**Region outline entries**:
_ _ _ _ _ _ _
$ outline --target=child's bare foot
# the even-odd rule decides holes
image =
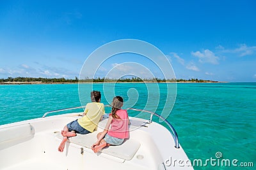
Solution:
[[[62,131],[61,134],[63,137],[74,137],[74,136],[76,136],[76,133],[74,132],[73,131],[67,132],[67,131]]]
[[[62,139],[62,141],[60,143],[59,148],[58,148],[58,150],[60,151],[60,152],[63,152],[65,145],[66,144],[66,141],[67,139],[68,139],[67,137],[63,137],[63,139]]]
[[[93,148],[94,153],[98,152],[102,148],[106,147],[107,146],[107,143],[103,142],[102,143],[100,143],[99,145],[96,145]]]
_ _ _ _ _ _ _
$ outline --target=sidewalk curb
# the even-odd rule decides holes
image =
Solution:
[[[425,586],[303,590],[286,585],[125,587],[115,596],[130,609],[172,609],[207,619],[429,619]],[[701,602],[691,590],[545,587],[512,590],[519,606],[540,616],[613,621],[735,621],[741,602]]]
_ _ _ _ _ _ _
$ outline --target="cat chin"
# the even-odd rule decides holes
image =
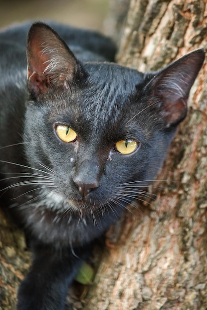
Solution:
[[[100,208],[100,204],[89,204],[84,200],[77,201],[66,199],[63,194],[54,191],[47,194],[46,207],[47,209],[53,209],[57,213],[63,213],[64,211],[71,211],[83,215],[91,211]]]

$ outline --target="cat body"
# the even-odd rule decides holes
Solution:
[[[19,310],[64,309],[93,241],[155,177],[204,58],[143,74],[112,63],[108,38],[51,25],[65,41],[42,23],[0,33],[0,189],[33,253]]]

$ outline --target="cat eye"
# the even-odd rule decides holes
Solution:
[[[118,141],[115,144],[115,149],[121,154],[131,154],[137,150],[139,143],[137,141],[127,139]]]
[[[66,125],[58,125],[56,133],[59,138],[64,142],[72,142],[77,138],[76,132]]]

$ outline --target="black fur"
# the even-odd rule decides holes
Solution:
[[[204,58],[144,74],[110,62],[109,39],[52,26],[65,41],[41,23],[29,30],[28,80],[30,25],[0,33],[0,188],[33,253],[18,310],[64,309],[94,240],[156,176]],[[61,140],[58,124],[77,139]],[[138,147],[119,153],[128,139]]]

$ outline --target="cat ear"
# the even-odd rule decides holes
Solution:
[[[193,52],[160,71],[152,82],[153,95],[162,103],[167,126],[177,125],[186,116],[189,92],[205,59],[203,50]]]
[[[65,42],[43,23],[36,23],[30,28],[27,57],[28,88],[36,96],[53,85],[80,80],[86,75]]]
_ _ _ _ _ _ _
**EXERCISE BRIEF**: Identify each line above that contains the string "target" and copy those lines out in full.

**OUTPUT**:
$ outline --target=child's bare foot
$ outline --target=sidewalk curb
$ outline --target="cat chin"
$ outline --target="cat body"
$ outline --target="cat eye"
$ outline --target="black fur"
$ outline --target="cat ear"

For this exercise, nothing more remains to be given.